◆ CHALLENGE ◆
Beginning at the line that contains "Note: spot the haze", transcribe the remaining lines of the listing exactly; include the final line and omit everything before.

[Collected data entries]
__________
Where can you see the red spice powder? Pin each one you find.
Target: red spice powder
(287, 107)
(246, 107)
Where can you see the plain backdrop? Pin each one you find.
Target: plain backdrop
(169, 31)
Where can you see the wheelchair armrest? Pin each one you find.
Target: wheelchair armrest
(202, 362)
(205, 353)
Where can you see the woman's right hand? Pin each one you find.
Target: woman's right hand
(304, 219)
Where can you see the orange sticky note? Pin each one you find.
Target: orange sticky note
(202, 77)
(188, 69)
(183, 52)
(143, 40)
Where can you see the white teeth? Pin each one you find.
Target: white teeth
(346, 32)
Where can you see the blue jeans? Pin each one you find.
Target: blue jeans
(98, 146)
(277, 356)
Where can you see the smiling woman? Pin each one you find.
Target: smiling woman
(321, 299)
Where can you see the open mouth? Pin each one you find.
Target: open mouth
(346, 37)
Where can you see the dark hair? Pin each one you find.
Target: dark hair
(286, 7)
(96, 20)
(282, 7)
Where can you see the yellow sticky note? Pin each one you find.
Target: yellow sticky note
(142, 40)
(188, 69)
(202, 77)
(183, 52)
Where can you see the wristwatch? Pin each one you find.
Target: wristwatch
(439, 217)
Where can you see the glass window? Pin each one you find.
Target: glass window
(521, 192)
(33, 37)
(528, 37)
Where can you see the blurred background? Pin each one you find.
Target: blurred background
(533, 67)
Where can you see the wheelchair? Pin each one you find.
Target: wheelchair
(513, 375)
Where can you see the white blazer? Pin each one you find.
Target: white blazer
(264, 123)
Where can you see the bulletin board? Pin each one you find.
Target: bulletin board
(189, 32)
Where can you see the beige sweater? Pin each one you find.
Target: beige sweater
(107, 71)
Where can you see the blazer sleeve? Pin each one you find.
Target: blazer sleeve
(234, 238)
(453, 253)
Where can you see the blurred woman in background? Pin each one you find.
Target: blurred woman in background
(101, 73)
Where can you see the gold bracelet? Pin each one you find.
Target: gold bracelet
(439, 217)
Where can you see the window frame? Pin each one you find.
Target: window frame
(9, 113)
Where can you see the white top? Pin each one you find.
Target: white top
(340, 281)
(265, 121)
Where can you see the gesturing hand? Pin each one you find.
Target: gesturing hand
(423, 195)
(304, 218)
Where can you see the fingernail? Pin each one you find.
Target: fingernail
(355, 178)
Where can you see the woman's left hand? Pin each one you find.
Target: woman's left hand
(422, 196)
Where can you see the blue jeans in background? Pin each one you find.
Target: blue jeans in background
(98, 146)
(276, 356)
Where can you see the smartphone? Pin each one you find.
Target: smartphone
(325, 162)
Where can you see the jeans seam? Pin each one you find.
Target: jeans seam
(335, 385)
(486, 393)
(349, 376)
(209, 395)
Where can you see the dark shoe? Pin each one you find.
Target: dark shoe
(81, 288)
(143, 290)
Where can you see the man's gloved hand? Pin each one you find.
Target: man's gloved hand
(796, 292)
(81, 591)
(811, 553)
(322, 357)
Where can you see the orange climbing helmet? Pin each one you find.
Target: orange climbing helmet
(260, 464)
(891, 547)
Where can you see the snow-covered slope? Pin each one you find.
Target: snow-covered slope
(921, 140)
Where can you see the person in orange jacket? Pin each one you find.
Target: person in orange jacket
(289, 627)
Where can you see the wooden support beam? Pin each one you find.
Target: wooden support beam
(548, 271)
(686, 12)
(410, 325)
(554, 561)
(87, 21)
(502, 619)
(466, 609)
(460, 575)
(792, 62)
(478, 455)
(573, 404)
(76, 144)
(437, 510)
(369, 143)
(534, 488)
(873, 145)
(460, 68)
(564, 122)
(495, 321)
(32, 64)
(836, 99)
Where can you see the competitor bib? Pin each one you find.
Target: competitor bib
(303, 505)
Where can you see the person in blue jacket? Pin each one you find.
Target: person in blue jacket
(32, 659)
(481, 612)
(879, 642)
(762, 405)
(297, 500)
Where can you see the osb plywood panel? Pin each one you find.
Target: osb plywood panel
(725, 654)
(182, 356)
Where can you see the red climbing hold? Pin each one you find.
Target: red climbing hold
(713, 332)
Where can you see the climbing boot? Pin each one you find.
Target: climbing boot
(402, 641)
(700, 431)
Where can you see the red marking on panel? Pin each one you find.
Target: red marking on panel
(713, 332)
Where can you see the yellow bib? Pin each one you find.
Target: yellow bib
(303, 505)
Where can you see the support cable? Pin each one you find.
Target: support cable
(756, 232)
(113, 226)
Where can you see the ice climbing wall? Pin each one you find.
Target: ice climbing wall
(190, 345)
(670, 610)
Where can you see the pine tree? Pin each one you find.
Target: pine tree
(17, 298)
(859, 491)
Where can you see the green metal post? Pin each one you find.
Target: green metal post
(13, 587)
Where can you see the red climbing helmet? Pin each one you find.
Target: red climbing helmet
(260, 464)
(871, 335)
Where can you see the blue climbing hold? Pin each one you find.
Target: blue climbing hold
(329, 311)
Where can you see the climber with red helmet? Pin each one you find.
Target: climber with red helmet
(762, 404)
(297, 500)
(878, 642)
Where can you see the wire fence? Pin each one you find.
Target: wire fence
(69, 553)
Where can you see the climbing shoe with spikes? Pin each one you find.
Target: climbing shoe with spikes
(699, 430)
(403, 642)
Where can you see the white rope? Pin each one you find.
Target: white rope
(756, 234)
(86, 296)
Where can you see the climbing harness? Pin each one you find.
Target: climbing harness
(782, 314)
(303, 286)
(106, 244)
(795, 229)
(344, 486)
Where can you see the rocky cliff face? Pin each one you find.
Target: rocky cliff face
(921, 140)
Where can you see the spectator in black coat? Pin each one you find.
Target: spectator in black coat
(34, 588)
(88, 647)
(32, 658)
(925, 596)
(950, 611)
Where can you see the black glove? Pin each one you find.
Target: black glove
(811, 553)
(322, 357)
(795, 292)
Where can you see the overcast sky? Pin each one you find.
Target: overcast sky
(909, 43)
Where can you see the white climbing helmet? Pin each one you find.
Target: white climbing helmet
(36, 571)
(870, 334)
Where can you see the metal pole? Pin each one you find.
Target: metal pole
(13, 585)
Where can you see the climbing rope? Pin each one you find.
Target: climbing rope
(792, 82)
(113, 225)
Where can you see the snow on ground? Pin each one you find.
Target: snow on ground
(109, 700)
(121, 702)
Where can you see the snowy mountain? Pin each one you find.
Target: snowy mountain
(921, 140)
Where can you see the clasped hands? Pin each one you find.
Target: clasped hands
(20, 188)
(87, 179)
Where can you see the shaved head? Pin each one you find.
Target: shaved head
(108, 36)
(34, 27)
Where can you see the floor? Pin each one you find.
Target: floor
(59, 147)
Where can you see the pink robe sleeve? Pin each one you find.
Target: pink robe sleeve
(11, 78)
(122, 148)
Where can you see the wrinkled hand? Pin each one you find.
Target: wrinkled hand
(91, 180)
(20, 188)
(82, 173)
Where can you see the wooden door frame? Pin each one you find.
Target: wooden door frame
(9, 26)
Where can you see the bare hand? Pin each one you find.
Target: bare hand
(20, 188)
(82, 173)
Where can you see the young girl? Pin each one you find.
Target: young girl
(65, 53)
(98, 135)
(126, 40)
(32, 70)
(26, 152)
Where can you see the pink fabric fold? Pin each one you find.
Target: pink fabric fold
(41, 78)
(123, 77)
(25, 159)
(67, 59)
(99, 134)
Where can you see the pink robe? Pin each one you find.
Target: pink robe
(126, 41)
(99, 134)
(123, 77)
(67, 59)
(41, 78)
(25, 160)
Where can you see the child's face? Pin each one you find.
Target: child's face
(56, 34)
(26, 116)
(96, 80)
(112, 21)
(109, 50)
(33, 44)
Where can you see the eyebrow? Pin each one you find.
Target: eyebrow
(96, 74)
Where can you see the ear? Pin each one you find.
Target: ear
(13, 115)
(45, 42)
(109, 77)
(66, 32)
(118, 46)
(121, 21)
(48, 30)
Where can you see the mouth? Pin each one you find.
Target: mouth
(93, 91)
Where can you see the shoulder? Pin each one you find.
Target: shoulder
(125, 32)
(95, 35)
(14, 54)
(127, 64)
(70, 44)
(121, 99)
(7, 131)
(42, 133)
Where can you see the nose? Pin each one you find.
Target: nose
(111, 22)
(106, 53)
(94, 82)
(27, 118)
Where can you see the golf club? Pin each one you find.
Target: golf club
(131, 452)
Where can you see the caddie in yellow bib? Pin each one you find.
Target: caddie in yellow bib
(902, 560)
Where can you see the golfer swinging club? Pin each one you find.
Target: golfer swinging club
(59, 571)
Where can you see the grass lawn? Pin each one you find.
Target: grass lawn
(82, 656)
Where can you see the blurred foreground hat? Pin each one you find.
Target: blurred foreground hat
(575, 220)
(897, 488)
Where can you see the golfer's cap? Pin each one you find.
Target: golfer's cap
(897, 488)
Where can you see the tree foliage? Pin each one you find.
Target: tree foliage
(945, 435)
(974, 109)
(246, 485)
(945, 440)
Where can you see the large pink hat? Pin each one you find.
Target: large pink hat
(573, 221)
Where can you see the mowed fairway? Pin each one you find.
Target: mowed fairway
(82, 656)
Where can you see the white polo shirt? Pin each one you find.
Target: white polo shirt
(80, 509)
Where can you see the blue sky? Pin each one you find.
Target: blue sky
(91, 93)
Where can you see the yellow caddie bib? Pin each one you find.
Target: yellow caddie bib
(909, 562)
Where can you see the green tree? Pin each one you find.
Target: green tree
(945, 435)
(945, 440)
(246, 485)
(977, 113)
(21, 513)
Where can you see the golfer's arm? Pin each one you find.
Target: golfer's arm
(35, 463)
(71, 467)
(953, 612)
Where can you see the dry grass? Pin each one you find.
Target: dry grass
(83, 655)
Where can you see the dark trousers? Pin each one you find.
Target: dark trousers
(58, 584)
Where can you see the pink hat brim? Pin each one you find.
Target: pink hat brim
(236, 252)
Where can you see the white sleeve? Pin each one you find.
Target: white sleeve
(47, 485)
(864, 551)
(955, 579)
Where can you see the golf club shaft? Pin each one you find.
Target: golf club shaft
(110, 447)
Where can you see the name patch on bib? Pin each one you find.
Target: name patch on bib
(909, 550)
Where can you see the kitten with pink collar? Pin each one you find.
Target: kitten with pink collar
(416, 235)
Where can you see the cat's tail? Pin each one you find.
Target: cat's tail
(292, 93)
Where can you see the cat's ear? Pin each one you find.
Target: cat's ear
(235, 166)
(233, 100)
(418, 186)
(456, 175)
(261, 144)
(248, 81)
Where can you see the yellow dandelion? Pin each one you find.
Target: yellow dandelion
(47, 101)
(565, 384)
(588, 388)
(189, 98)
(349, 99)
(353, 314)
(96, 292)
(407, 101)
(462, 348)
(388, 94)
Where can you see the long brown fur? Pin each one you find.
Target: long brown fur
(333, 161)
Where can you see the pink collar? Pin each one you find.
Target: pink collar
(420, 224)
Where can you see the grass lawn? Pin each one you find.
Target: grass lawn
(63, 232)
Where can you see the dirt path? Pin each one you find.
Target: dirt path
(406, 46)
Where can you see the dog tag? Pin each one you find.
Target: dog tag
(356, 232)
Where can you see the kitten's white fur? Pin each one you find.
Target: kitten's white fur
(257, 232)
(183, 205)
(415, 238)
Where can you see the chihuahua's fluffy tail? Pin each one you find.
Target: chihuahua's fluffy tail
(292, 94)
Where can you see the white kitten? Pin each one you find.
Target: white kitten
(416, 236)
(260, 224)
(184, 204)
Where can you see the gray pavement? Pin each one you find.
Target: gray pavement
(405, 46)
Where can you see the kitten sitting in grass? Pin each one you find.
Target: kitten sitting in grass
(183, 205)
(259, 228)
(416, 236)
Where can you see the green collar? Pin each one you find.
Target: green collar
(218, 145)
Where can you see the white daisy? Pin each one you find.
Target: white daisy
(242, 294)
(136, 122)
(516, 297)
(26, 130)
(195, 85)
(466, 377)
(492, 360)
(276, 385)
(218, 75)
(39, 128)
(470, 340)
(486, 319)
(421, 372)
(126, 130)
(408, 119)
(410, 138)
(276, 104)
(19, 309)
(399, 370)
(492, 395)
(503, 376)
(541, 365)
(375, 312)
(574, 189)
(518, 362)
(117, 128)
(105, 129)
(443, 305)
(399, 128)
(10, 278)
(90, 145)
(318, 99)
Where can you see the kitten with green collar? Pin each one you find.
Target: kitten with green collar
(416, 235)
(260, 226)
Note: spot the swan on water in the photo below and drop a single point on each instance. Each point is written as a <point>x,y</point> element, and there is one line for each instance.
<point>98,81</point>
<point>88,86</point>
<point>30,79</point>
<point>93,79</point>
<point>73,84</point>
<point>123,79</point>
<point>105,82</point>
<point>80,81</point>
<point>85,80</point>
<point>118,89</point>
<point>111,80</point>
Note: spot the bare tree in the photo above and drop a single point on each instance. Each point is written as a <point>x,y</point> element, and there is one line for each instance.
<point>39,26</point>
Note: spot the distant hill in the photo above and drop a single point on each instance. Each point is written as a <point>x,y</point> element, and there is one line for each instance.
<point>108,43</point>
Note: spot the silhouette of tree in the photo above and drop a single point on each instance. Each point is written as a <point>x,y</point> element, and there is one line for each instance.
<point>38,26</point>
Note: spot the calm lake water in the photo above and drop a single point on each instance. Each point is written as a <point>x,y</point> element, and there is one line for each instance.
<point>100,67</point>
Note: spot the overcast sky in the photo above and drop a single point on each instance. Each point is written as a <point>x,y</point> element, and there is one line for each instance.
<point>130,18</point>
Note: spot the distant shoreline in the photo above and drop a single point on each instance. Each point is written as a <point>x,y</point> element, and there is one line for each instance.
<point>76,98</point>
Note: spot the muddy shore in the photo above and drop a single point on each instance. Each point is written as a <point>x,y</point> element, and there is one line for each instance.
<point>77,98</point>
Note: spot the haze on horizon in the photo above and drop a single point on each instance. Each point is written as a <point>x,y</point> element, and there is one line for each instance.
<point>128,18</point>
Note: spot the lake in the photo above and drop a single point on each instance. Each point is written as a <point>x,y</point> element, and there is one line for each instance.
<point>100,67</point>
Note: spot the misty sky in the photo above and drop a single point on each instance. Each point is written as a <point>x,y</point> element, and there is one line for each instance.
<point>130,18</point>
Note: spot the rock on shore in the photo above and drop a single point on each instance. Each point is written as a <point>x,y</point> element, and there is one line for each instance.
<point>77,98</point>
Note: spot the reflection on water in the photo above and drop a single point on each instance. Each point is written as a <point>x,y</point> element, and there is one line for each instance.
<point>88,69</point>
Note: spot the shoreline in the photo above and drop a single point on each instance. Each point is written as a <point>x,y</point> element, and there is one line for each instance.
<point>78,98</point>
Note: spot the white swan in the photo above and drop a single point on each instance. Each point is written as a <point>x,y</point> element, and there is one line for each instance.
__________
◆ RESULT OF THE EXERCISE ◆
Note: spot the haze on horizon in the photo above and drop a single point on each instance. Each point is written as a <point>x,y</point> element, and there is one line for each instance.
<point>128,18</point>
Note: spot the lake in the photo above and drop a single point on each instance. Each point is written as a <point>x,y</point> element, and there is one line for each instance.
<point>100,67</point>
Note: spot the misty sky in the photo above and drop a single point on each instance. Each point is written as a <point>x,y</point> element, and there is one line for each instance.
<point>130,18</point>
Note: spot the rock on shore in the photo above and drop a single point on each instance. Each point is written as a <point>x,y</point> element, and there is one line for each instance.
<point>77,98</point>
Note: spot the reflection on water in the photo above and drop a single point on each instance. Each point is written as a <point>x,y</point> element, and there is one line for each instance.
<point>88,69</point>
Note: spot the shoreline in the photo above and drop a single point on each instance. Each point is written as a <point>x,y</point> element, and there is one line for each instance.
<point>78,98</point>
Note: spot the white swan in the photo above and drop a single point on each instance. Each point is written as a <point>x,y</point> element, and there is one line for each instance.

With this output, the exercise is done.